Pick out every line below that contains the string "water", and copy each one in full. Case counts.
─── Records for this task
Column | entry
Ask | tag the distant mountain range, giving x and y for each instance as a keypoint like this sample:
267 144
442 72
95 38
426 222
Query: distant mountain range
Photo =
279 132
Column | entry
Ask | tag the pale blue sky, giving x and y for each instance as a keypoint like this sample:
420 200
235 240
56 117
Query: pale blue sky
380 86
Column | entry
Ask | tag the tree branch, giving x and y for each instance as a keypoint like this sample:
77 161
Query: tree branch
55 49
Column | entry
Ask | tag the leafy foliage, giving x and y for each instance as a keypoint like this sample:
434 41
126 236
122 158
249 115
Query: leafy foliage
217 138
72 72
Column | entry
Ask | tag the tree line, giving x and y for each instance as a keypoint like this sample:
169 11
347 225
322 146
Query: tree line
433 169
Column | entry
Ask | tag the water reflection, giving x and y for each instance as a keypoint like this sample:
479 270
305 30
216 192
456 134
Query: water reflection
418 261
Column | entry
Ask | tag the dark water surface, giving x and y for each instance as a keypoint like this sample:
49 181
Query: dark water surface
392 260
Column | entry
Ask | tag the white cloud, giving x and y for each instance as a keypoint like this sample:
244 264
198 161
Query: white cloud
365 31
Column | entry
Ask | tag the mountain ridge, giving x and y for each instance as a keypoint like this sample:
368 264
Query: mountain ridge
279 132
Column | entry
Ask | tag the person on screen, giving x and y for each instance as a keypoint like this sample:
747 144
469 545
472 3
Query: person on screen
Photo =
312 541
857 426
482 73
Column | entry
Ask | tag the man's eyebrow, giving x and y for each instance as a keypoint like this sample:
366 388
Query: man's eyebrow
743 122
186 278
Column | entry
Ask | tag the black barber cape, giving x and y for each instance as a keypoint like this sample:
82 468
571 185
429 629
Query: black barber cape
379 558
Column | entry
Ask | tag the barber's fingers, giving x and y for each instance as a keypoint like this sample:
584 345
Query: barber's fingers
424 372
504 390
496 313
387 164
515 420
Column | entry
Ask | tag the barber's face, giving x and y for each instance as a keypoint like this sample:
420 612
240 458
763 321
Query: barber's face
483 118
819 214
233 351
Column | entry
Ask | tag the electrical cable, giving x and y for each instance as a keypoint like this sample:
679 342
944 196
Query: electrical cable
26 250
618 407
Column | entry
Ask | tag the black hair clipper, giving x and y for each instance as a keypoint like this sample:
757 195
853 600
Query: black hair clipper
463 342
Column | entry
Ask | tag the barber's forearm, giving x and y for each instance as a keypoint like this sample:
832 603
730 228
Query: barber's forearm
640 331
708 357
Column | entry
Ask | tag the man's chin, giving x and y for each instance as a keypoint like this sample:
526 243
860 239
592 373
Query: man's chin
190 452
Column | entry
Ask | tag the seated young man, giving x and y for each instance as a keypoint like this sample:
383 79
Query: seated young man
──────
▸ Response to this exercise
Ask | tag the water reflection, giving x and y for each instance as a keypoint like this sample:
Query: water reflection
Ask | tag the dark water surface, giving x and y for each instance as a keypoint like this sample:
Query: dark water surface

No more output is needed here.